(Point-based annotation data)
--- Begin ---
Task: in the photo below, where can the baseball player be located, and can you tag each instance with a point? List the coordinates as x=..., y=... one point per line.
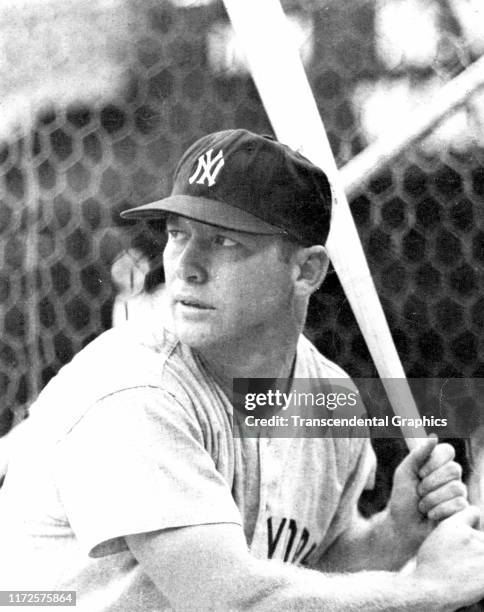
x=127, y=484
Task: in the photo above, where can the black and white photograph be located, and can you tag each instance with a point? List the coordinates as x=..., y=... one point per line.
x=241, y=350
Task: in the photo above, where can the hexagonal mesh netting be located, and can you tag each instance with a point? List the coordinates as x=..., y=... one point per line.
x=66, y=178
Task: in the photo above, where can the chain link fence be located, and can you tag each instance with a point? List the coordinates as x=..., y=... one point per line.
x=70, y=167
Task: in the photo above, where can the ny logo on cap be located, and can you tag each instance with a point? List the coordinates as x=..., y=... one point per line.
x=208, y=168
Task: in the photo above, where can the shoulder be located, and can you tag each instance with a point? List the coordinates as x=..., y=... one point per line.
x=314, y=364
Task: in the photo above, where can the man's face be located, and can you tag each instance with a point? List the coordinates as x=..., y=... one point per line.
x=224, y=285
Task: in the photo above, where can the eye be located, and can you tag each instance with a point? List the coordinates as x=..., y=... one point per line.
x=224, y=241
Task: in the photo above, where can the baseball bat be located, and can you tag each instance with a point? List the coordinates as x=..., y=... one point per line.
x=364, y=166
x=277, y=70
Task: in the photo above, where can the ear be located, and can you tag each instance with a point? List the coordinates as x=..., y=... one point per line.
x=311, y=268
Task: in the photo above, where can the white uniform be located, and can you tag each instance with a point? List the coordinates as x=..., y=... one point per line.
x=134, y=436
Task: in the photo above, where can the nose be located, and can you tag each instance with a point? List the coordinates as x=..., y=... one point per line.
x=192, y=263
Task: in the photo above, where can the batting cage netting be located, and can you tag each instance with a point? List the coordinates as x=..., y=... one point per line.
x=102, y=98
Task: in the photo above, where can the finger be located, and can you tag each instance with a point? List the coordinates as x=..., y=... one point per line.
x=419, y=456
x=469, y=516
x=440, y=477
x=451, y=490
x=440, y=455
x=448, y=508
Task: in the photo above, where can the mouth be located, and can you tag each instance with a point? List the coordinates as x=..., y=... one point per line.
x=193, y=303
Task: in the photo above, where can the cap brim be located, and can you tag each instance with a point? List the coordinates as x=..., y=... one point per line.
x=205, y=210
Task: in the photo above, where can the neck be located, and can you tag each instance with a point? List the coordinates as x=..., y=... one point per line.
x=271, y=356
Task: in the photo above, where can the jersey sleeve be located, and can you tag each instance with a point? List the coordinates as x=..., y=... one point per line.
x=136, y=463
x=360, y=476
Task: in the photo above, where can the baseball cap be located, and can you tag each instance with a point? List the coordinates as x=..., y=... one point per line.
x=247, y=182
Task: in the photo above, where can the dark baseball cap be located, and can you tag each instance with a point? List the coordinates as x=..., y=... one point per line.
x=243, y=181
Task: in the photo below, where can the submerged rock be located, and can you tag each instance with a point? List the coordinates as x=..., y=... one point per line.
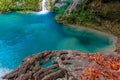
x=67, y=65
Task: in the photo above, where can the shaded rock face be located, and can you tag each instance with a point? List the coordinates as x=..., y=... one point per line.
x=105, y=8
x=66, y=65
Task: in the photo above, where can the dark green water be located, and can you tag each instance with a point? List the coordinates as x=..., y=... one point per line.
x=22, y=35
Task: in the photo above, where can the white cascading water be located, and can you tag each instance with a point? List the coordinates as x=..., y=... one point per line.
x=44, y=7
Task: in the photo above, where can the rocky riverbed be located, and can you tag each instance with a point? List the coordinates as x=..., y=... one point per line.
x=68, y=65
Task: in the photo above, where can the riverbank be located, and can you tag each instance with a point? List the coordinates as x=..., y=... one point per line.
x=67, y=65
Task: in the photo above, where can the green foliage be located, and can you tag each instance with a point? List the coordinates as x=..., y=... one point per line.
x=8, y=5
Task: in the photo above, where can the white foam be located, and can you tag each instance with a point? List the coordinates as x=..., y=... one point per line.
x=3, y=71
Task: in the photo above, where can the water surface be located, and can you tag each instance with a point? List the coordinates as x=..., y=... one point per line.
x=22, y=35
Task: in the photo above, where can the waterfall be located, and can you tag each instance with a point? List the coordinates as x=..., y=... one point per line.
x=44, y=7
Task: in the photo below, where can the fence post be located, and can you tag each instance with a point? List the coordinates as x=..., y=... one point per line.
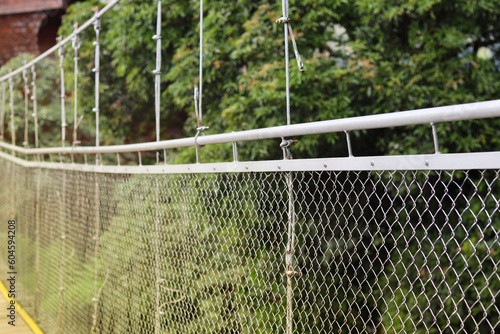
x=12, y=125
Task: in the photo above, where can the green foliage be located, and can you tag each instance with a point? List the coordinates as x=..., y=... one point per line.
x=392, y=56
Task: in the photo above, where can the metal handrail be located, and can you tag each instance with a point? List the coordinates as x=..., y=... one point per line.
x=443, y=114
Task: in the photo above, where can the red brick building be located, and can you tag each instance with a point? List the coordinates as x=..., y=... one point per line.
x=29, y=26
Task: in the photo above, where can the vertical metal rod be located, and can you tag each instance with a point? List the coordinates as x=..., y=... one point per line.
x=26, y=105
x=235, y=152
x=12, y=125
x=157, y=73
x=200, y=92
x=2, y=112
x=287, y=69
x=37, y=245
x=348, y=139
x=157, y=37
x=435, y=138
x=289, y=257
x=63, y=93
x=35, y=109
x=76, y=46
x=97, y=28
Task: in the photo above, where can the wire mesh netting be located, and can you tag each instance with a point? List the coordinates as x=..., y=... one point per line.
x=375, y=252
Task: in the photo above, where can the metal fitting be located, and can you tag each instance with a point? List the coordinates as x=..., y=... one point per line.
x=283, y=20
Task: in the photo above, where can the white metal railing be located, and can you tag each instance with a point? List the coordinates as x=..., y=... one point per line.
x=431, y=116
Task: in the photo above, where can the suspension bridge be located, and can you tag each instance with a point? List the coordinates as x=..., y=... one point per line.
x=371, y=244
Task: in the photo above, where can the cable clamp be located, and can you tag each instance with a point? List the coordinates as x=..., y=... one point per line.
x=199, y=130
x=287, y=143
x=283, y=20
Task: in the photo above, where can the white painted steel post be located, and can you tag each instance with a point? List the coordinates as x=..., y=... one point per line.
x=63, y=93
x=157, y=72
x=26, y=105
x=96, y=69
x=35, y=107
x=12, y=125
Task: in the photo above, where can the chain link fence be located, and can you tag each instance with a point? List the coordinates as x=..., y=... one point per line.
x=375, y=252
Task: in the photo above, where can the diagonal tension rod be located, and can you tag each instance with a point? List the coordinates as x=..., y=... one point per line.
x=286, y=20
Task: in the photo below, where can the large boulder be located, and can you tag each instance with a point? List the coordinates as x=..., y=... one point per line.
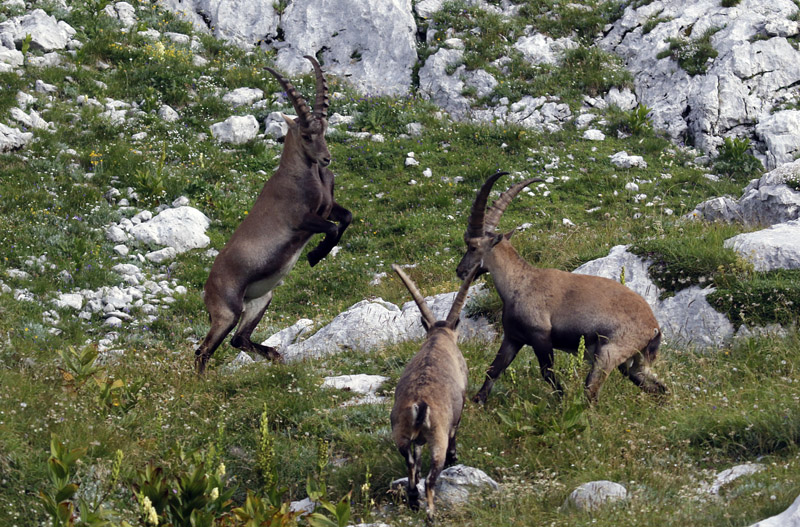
x=788, y=518
x=181, y=228
x=765, y=201
x=777, y=247
x=373, y=44
x=755, y=72
x=372, y=324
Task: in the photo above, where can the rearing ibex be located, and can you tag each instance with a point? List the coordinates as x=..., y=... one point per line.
x=548, y=308
x=430, y=395
x=294, y=204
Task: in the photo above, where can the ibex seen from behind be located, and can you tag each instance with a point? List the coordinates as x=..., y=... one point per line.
x=430, y=395
x=294, y=204
x=549, y=308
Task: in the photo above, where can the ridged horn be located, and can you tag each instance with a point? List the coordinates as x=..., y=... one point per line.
x=322, y=102
x=499, y=206
x=300, y=105
x=475, y=225
x=461, y=298
x=427, y=314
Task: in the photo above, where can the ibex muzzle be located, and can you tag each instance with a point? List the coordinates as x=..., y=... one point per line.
x=549, y=308
x=295, y=204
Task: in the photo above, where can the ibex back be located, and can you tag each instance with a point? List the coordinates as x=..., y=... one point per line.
x=549, y=308
x=294, y=204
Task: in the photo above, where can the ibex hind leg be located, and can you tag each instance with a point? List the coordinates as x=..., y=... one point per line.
x=222, y=322
x=254, y=309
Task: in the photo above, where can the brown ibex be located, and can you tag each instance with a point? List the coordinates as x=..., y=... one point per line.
x=294, y=204
x=548, y=308
x=430, y=395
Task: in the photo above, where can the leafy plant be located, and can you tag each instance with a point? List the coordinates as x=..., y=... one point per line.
x=735, y=161
x=694, y=56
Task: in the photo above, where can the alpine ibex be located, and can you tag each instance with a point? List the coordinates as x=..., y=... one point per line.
x=548, y=308
x=430, y=395
x=294, y=204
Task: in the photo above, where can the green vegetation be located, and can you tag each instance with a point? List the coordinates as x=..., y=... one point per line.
x=695, y=55
x=735, y=161
x=98, y=432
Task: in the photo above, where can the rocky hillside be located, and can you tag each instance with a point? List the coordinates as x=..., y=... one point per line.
x=134, y=138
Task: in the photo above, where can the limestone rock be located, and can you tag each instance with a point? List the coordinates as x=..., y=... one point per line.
x=777, y=247
x=454, y=485
x=788, y=518
x=236, y=129
x=181, y=228
x=593, y=495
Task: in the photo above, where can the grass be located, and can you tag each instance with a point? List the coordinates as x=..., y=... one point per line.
x=727, y=406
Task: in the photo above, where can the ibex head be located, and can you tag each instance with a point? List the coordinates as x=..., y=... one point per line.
x=307, y=131
x=481, y=236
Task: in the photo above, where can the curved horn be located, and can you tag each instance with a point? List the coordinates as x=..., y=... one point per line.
x=499, y=206
x=322, y=103
x=416, y=295
x=475, y=226
x=461, y=298
x=300, y=105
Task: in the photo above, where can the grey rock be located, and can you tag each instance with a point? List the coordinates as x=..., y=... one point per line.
x=777, y=247
x=780, y=133
x=168, y=114
x=729, y=475
x=182, y=228
x=372, y=44
x=243, y=96
x=788, y=518
x=541, y=49
x=594, y=135
x=72, y=300
x=454, y=486
x=237, y=129
x=746, y=83
x=623, y=160
x=13, y=138
x=122, y=11
x=595, y=494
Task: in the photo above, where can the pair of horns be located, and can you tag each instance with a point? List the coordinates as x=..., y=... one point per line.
x=321, y=103
x=482, y=220
x=427, y=314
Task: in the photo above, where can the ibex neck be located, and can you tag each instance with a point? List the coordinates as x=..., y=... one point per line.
x=506, y=266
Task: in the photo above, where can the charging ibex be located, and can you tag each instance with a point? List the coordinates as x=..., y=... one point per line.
x=430, y=395
x=294, y=204
x=548, y=308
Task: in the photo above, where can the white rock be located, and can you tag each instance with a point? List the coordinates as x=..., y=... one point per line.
x=72, y=300
x=161, y=255
x=237, y=129
x=594, y=135
x=733, y=473
x=454, y=485
x=788, y=518
x=777, y=247
x=593, y=495
x=168, y=114
x=360, y=383
x=243, y=96
x=182, y=228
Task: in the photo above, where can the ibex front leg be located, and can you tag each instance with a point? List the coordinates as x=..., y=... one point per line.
x=343, y=217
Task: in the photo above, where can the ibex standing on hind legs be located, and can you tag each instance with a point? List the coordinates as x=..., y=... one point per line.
x=548, y=308
x=294, y=204
x=430, y=395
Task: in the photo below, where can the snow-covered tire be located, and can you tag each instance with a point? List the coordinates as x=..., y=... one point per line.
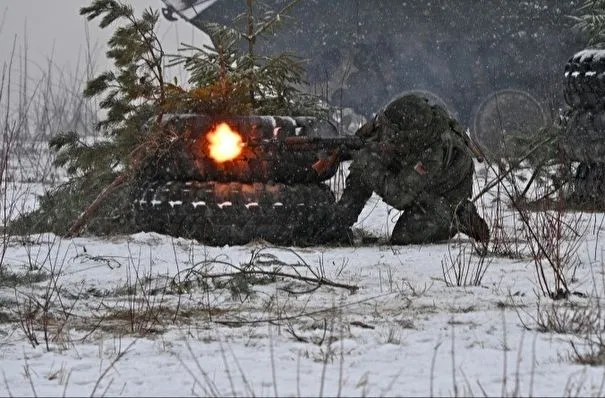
x=234, y=213
x=585, y=79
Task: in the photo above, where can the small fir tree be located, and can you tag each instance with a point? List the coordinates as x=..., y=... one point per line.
x=224, y=81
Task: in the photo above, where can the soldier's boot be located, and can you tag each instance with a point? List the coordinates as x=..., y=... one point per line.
x=421, y=224
x=336, y=228
x=470, y=223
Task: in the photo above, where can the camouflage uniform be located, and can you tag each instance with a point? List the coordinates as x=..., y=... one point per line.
x=417, y=160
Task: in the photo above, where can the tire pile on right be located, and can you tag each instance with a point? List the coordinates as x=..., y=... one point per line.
x=583, y=139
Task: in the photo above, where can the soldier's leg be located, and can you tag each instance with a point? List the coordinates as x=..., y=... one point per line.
x=337, y=226
x=433, y=221
x=423, y=223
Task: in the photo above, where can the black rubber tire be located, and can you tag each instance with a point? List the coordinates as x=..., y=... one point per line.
x=585, y=80
x=583, y=137
x=234, y=213
x=188, y=158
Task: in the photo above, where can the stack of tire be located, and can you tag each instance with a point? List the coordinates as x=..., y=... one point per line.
x=268, y=192
x=583, y=138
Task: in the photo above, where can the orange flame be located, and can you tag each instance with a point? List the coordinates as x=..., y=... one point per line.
x=225, y=144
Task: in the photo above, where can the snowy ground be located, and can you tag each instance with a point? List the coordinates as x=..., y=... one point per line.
x=91, y=316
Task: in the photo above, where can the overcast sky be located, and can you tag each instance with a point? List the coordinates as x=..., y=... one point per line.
x=54, y=28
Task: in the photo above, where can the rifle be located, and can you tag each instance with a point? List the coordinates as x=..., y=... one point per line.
x=339, y=148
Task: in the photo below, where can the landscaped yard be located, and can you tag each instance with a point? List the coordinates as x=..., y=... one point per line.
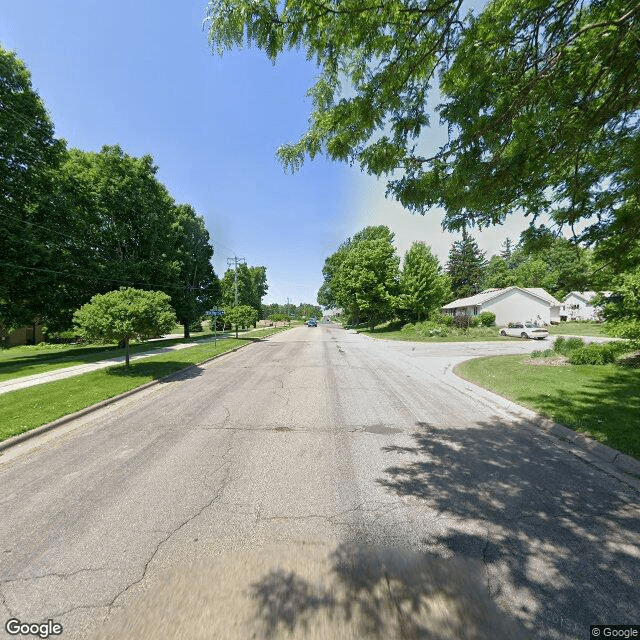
x=29, y=360
x=25, y=409
x=578, y=329
x=389, y=331
x=602, y=402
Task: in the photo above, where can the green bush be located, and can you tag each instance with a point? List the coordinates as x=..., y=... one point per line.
x=565, y=346
x=487, y=319
x=547, y=353
x=593, y=354
x=461, y=322
x=443, y=319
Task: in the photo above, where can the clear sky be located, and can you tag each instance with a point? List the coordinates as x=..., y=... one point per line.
x=140, y=73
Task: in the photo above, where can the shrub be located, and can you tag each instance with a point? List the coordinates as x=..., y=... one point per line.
x=547, y=353
x=461, y=322
x=487, y=319
x=565, y=346
x=592, y=354
x=443, y=319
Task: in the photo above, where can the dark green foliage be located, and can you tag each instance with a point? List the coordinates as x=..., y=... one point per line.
x=598, y=353
x=424, y=288
x=565, y=346
x=547, y=353
x=540, y=100
x=487, y=318
x=461, y=322
x=122, y=315
x=465, y=266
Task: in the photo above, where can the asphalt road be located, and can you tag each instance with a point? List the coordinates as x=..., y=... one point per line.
x=318, y=484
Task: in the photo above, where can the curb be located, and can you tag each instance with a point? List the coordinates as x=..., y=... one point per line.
x=621, y=461
x=32, y=433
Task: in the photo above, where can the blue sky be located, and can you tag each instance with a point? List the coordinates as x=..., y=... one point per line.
x=140, y=73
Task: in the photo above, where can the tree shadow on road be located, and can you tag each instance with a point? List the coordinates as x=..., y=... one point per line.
x=166, y=371
x=384, y=593
x=556, y=535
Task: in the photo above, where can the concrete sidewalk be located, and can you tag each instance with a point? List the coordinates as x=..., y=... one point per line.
x=76, y=370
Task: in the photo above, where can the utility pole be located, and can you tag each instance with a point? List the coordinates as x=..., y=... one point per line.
x=236, y=261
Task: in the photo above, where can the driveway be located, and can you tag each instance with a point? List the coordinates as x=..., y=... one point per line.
x=318, y=484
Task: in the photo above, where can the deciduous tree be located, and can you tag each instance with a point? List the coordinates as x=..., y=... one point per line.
x=128, y=313
x=540, y=99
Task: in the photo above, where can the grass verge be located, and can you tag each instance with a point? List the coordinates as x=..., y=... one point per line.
x=578, y=329
x=18, y=362
x=473, y=334
x=26, y=409
x=600, y=401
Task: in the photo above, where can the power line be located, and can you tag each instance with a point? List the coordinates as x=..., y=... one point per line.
x=95, y=278
x=235, y=260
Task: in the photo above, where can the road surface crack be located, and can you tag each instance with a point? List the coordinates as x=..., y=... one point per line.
x=54, y=574
x=175, y=530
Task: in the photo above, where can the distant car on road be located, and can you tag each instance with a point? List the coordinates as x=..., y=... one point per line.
x=524, y=330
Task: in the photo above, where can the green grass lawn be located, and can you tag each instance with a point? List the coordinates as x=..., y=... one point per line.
x=26, y=409
x=602, y=402
x=473, y=334
x=29, y=360
x=578, y=329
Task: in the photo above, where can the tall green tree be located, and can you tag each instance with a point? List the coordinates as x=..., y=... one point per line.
x=33, y=236
x=621, y=308
x=125, y=314
x=540, y=99
x=251, y=286
x=241, y=316
x=326, y=296
x=465, y=265
x=198, y=287
x=366, y=283
x=424, y=288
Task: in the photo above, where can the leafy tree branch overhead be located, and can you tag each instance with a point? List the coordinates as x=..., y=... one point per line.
x=540, y=99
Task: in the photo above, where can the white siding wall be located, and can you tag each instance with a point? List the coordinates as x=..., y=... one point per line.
x=516, y=306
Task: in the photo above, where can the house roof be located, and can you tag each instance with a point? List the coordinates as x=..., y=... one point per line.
x=489, y=294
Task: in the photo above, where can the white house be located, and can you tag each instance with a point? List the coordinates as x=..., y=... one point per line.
x=512, y=304
x=577, y=306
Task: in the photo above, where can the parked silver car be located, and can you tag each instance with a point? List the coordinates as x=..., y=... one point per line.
x=524, y=330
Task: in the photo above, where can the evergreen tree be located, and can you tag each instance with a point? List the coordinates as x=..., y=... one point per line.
x=423, y=286
x=465, y=266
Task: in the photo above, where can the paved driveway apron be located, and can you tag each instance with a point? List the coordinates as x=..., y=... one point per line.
x=317, y=484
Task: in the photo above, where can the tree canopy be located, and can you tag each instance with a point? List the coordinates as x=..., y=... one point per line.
x=125, y=314
x=540, y=99
x=424, y=287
--- End ---
### WRITTEN EXERCISE
Repeat the data word for word from its first line through the line containing "x=66, y=178", including both ends, and leave the pictures out.

### THE ANSWER
Task: in the photo below, where can the baseball player be located, and can you tag each instance with a point? List the coordinates as x=..., y=... one point per line.
x=127, y=484
Task: in the photo above, where can the black and white photograph be located, and can you tag each instance with a point? List the coordinates as x=..., y=... one point per line.
x=241, y=350
Task: in the photo above, where can the hexagonal mesh netting be located, and can you tag each instance with a point? List the coordinates as x=..., y=... one point per line.
x=66, y=178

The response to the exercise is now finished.